═════ Source extract

During a year of mass action when the question of leadership in the nationalist population remained unresolved, the mass of catholics looked instinctively to their traditional defenders, the guerrilla army of the republican movement, despite its virtual absence from the struggle until mid-1970! It is this important fact that underlay the ability of the IRA to hegemonise the popular revolt, in the absence of an alternative revolutionary communist leadership. The left forces had failed to relate, with principled united front tactics, to popular illusions in nationalist solutions.

An economistic analysis

LO’s analysis tends to reduce the unfinished Irish question to simple economic considerations. They limit the grievances of the catholics to the problems of workers’ access to jobs and housing. This ignores the central role played by the questions of political equality, including equal rights to vote, and of the exclusion of the catholic petit bourgeoisie from political life within the Six County state. The struggle is thus presented as a working class struggle in the north east in the context of working class militancy throughout Ireland.

Tragically, no such link was developed between the struggles of the nationally-divided working class, north and south. Tragically, the perspectives and leadership of the mobilised catholic minority in the north, even at their most radical, remained petit bourgeois and never developed a class-conscious expression. The Northern catholic middle-class split the movement not along class lines but between petit bourgeois revolutionary nationalism and bourgeois constitutional nationalism.

True, as LO’s article says, “the North of Ireland has long ceased to be a major economic asset for the British bourgeoisie”.2 Its population, however, has formed a permanent reserve army of labour in the UK economy.

Its few large industries operate at lower wage rates to the benefit of British capitalism. It comprises a large land mass with an extensive agricultural industry far out of proportion to the weight of its population within the UK economy (2·5%) of which it forms but one “subsidised” region. To describe it as a “parasite living off the £8 billion net subsidies paid every year by the British state”3 is entirely one-sided.

But imperialist powers are not governed only or mainly by economic considerations in their colonial policies! As a region Northern Ireland has consistently served the most reactionary aspects of British imperialist policy for over a century, and even now the struggle itself is valued by important sections of the imperialist bourgeoisie as a training ground for the army and a factory for the methods of police state repression.

Northern Ireland will retain a strategic importance within NATO as long as Southern Ireland remains “neutral”. It is not the case therefore, as LO suggests, that economic considerations make the British ruling class want to withdraw but that they hesitate for “electoral reasons”,4 the conservatism of the British petit bourgeoisie, the influence of Irish protestantism in certain mainland British communities etc. The British ruling class is far from persuaded that its strategic interests would be served by extracting itself from Ireland.

It is even more misleading to claim that the protestant petit bourgeoisie in the North merely require a guarantee of their economic future to wean them away from their loyalist attachment to British rule.

It is absurd to say as LO’s article does — “What is involved for [Paisley] and for the social layers he represents is not principle, it is money!”5 This crude economic reductionism misunderstands the whole nature of the Unionist movement and of the loyalist state which it constructed as a veto on Irish national self-determination.

══════════
═════ Rows

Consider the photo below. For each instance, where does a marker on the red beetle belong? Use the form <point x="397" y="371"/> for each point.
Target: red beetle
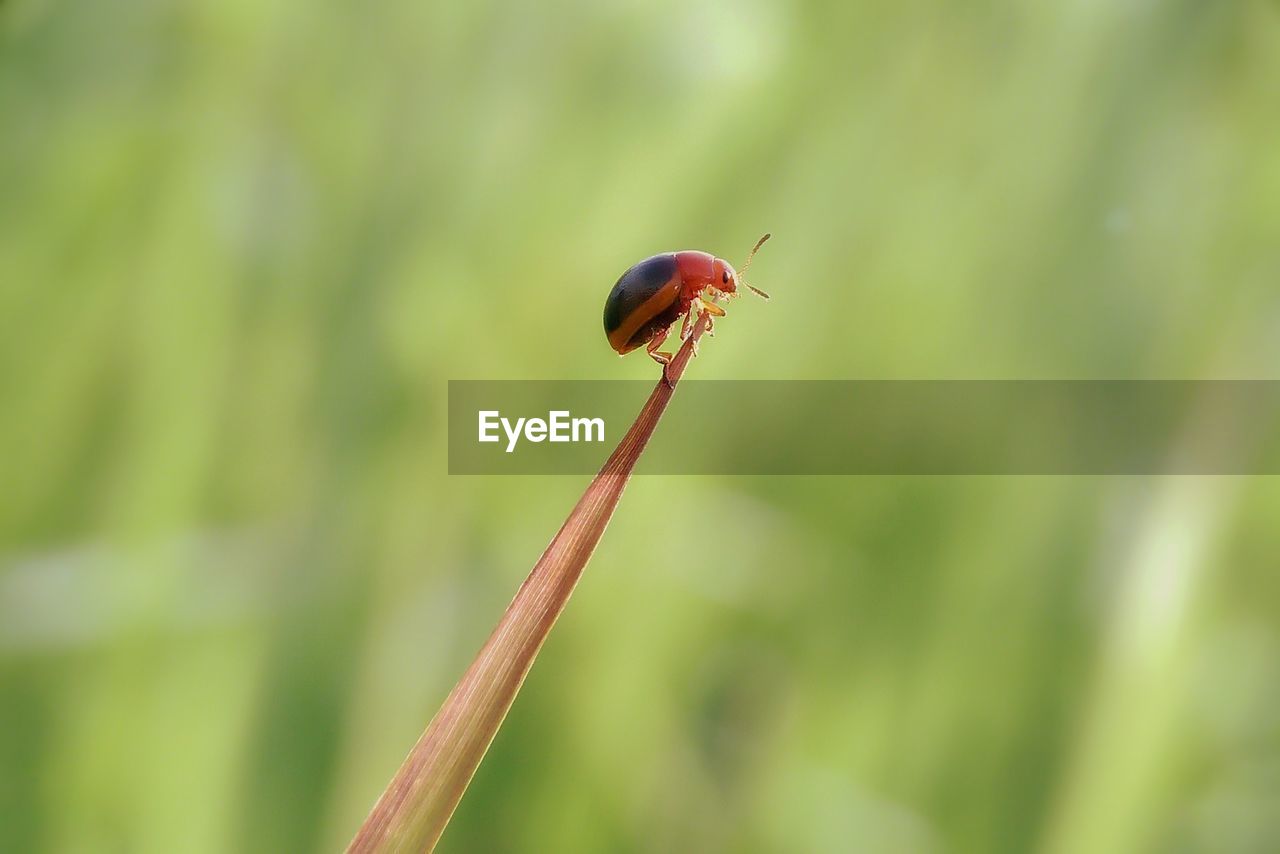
<point x="658" y="291"/>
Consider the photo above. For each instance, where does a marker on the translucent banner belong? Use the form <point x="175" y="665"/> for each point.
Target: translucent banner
<point x="874" y="427"/>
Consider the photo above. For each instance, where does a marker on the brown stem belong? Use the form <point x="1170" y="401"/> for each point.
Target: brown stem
<point x="420" y="799"/>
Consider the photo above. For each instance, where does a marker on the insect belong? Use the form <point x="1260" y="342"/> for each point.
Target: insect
<point x="658" y="291"/>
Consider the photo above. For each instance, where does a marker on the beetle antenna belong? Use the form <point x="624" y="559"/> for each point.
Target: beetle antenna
<point x="748" y="265"/>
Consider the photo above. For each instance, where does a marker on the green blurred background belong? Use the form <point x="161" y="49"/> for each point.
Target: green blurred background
<point x="243" y="246"/>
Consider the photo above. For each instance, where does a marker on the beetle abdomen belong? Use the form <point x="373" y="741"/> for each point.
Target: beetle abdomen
<point x="643" y="296"/>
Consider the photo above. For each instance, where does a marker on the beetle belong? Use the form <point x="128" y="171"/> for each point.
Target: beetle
<point x="653" y="295"/>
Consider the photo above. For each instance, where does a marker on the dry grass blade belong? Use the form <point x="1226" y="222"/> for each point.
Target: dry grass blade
<point x="417" y="803"/>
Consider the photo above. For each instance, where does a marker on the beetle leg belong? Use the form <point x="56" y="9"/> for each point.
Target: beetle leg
<point x="712" y="309"/>
<point x="688" y="327"/>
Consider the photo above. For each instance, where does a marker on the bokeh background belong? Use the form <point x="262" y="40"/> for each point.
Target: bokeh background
<point x="245" y="245"/>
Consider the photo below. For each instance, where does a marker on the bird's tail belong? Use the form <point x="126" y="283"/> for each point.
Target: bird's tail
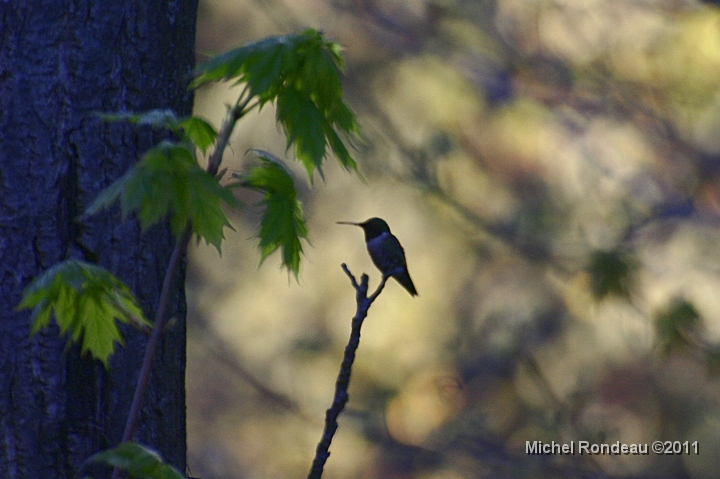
<point x="403" y="278"/>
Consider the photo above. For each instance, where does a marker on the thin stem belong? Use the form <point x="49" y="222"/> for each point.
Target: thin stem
<point x="142" y="384"/>
<point x="343" y="380"/>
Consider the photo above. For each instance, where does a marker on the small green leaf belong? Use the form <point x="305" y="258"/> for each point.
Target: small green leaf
<point x="301" y="73"/>
<point x="159" y="118"/>
<point x="167" y="182"/>
<point x="304" y="128"/>
<point x="139" y="461"/>
<point x="86" y="300"/>
<point x="612" y="273"/>
<point x="283" y="223"/>
<point x="675" y="322"/>
<point x="199" y="132"/>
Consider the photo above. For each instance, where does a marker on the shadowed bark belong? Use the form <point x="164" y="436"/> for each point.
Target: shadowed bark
<point x="60" y="63"/>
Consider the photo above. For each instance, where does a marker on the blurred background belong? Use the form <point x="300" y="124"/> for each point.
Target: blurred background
<point x="552" y="168"/>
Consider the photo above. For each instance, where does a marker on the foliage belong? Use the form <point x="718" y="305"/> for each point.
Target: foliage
<point x="86" y="300"/>
<point x="283" y="224"/>
<point x="301" y="73"/>
<point x="612" y="273"/>
<point x="169" y="182"/>
<point x="674" y="323"/>
<point x="193" y="129"/>
<point x="139" y="461"/>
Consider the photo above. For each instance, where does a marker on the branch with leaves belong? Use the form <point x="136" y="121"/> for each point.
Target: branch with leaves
<point x="300" y="74"/>
<point x="343" y="381"/>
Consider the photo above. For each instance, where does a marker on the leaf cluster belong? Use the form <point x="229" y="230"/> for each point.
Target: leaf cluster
<point x="301" y="73"/>
<point x="283" y="224"/>
<point x="86" y="301"/>
<point x="193" y="130"/>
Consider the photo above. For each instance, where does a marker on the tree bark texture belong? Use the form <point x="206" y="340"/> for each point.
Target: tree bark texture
<point x="61" y="61"/>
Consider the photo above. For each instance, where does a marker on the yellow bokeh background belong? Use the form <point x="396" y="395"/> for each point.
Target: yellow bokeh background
<point x="504" y="142"/>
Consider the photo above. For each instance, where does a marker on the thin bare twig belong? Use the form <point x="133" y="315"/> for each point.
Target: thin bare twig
<point x="343" y="381"/>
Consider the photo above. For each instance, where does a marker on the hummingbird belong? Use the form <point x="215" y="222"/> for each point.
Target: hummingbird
<point x="386" y="251"/>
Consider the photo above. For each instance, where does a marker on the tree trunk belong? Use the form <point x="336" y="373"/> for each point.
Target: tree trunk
<point x="61" y="61"/>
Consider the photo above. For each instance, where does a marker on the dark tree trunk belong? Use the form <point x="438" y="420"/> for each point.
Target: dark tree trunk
<point x="60" y="62"/>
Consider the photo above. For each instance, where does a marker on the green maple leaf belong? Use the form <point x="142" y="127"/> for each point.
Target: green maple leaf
<point x="167" y="182"/>
<point x="283" y="222"/>
<point x="86" y="301"/>
<point x="139" y="461"/>
<point x="300" y="72"/>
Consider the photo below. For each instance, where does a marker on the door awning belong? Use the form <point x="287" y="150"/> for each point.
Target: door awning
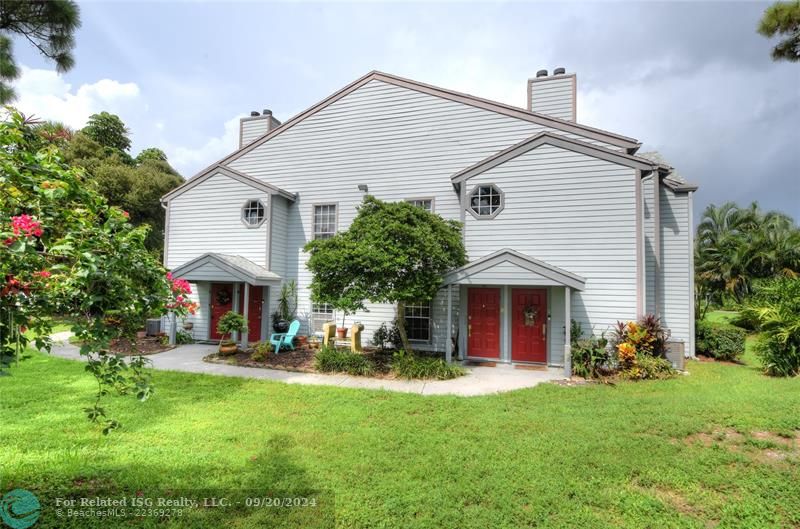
<point x="225" y="268"/>
<point x="509" y="267"/>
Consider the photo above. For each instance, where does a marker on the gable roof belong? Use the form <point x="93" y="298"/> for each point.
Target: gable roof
<point x="626" y="142"/>
<point x="556" y="140"/>
<point x="546" y="270"/>
<point x="230" y="173"/>
<point x="237" y="267"/>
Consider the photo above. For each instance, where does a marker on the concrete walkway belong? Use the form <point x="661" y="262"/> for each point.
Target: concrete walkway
<point x="478" y="381"/>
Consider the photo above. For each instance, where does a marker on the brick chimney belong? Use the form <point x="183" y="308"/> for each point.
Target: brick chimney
<point x="256" y="125"/>
<point x="553" y="95"/>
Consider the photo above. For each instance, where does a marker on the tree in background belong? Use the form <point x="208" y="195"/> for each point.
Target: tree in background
<point x="109" y="131"/>
<point x="49" y="25"/>
<point x="783" y="18"/>
<point x="736" y="245"/>
<point x="133" y="184"/>
<point x="64" y="251"/>
<point x="393" y="252"/>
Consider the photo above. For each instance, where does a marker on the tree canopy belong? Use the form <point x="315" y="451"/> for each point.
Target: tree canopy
<point x="49" y="25"/>
<point x="65" y="251"/>
<point x="735" y="245"/>
<point x="783" y="18"/>
<point x="109" y="131"/>
<point x="393" y="252"/>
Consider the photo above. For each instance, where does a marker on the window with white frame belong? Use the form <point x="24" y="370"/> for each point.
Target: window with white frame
<point x="253" y="213"/>
<point x="324" y="221"/>
<point x="424" y="203"/>
<point x="486" y="201"/>
<point x="418" y="321"/>
<point x="321" y="313"/>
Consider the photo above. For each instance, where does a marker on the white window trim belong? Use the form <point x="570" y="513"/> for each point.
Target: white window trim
<point x="474" y="191"/>
<point x="432" y="199"/>
<point x="314" y="218"/>
<point x="430" y="323"/>
<point x="244" y="207"/>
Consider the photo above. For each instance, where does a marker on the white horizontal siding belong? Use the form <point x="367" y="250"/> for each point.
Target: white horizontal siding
<point x="675" y="296"/>
<point x="588" y="229"/>
<point x="200" y="295"/>
<point x="399" y="142"/>
<point x="207" y="218"/>
<point x="252" y="129"/>
<point x="554" y="97"/>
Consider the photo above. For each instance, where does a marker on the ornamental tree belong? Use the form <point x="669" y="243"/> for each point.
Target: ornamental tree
<point x="393" y="252"/>
<point x="65" y="252"/>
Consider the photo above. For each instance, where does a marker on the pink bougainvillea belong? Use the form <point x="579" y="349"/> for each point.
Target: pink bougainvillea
<point x="25" y="225"/>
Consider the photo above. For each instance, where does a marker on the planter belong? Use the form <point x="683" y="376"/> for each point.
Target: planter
<point x="226" y="349"/>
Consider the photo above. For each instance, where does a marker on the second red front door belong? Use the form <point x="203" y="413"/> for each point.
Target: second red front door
<point x="483" y="322"/>
<point x="528" y="325"/>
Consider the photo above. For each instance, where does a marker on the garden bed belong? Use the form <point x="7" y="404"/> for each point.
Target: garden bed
<point x="372" y="363"/>
<point x="301" y="360"/>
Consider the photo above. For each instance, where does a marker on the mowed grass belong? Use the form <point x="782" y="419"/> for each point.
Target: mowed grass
<point x="592" y="456"/>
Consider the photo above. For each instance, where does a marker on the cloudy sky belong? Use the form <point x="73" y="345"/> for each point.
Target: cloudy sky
<point x="692" y="80"/>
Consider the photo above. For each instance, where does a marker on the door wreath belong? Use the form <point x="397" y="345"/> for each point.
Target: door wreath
<point x="529" y="314"/>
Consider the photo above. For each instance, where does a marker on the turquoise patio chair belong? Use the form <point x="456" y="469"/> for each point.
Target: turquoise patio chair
<point x="285" y="339"/>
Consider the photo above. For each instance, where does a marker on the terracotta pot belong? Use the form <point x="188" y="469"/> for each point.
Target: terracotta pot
<point x="226" y="349"/>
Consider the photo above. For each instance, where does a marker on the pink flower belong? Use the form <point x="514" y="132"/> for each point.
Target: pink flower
<point x="26" y="225"/>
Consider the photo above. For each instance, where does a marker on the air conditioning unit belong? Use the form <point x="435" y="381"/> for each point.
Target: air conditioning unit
<point x="153" y="327"/>
<point x="676" y="354"/>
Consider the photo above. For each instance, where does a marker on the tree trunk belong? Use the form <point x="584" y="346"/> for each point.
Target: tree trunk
<point x="401" y="327"/>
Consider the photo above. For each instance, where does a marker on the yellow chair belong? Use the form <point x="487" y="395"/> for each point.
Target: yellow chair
<point x="328" y="334"/>
<point x="355" y="337"/>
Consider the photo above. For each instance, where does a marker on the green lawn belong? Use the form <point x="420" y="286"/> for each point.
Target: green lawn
<point x="593" y="456"/>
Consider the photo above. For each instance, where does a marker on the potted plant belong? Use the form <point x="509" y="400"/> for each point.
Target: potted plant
<point x="287" y="307"/>
<point x="341" y="332"/>
<point x="229" y="323"/>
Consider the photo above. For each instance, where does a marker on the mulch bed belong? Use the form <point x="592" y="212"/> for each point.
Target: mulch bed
<point x="142" y="346"/>
<point x="299" y="360"/>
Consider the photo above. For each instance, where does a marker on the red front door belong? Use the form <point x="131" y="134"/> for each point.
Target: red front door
<point x="529" y="325"/>
<point x="254" y="311"/>
<point x="483" y="322"/>
<point x="221" y="302"/>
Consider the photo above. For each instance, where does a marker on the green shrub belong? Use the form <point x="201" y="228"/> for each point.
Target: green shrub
<point x="776" y="311"/>
<point x="332" y="360"/>
<point x="649" y="367"/>
<point x="719" y="340"/>
<point x="590" y="357"/>
<point x="409" y="366"/>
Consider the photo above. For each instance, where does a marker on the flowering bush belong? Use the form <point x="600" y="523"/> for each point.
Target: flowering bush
<point x="66" y="252"/>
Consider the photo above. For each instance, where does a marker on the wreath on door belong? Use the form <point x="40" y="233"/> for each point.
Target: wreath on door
<point x="223" y="297"/>
<point x="529" y="314"/>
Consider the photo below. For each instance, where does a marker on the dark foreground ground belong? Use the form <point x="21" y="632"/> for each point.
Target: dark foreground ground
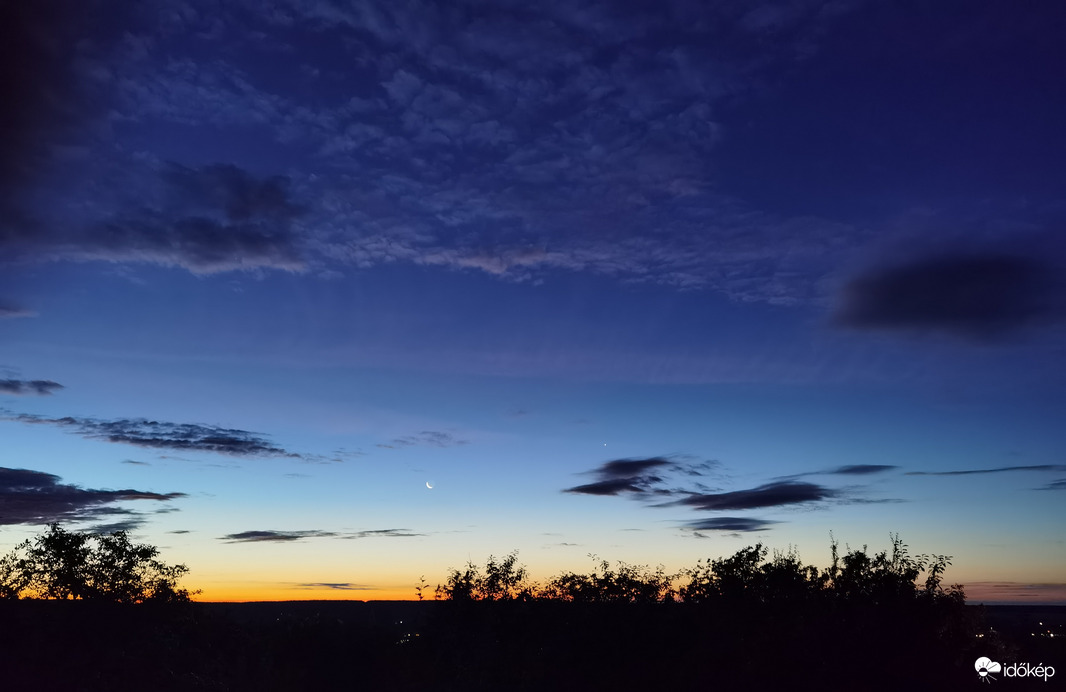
<point x="352" y="645"/>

══════════

**Tasks to carry out:**
- A) From the text on Northern Ireland and LO's analysis, list every phrase or sentence quoted from LO's article.
- B) Please resume the text on Northern Ireland and LO's analysis, picking up after its final sentence.

**Per-task answers:**
- A)
- "the North of Ireland has long ceased to be a major economic asset for the British bourgeoisie"
- "parasite living off the £8 billion net subsidies paid every year by the British state"
- "electoral reasons"
- "What is involved for [Paisley] and for the social layers he represents is not principle, it is money!"

- B)
The material basis of loyalist reaction

Historically, the extreme regional unevenness of economic development in Ireland, in the century after the crushing of the revolutionary Irish bourgeoisie in 1798, gave rise to a powerful and reactionary Unionist bloc of classes. The component elements of this bloc — aristocratic landlords, industrialists, petit bourgeoisie and industrial workers, were united by their common protestantism, and committed to defend the Union with Britain. The bloc was deeply rooted materially in the extreme dependence of its economic development upon the British economy. Its economic basis was threatened by the nationalist movement which totally hegemonised the southern catholic masses.

Acting in concert with the most decisive imperialist sections of the British bourgeoisie, this reactionary Unionist alliance in the north east of Ireland vetoed the complete unity and independence for which the revolutionary wing of the nationalists struggled from 1916-22.

From a strictly economic point of view Britain had no more interest in holding Northern Ireland then than it has now, as its capital would have remained absolutely unchallenged throughout a united and formally independent Ireland.

The Unionist bourgeoisie were given their own semi-autonomous state, and they constructed it upon the basis of systematic privileges at every level for loyalist protestants at the expense of the imprisoned nationalist minority within its boundaries. Systematic inequality and discrimination; systematic repression; systematic denial of basic democratic rights — such was the lot of the catholic nationalists living under the permanent state of emergency since the state was founded. Repeated pogroms, internment without trial — these were the realities suffered by catholics in recurrent episodes throughout the history of the state.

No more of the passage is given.